_Your instructions_:
Filter these entries, keeping only lines that hold the word "like".

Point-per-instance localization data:

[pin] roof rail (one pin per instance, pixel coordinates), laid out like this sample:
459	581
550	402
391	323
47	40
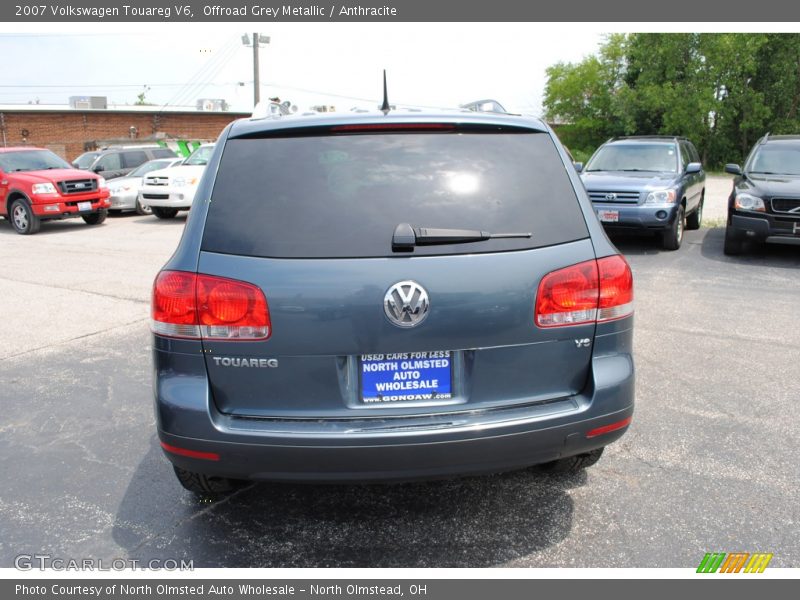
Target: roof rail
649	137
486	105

* * *

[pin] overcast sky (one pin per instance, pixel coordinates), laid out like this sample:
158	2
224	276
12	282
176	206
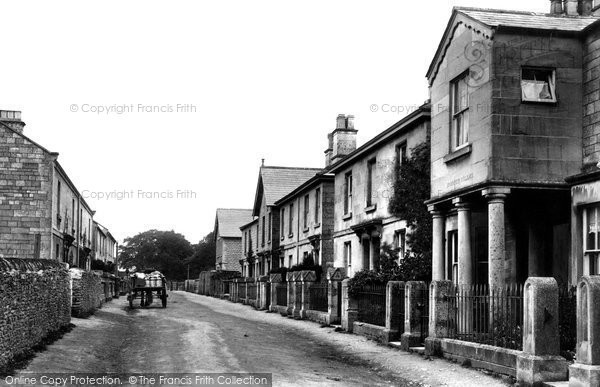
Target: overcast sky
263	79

_Solution to this task_:
[pin] roof rail (one pin per instance, pixel coordinates), laid out like this sample:
[pin] overcast sky (one pin per instance, pixel coordinates), laid out like this sample:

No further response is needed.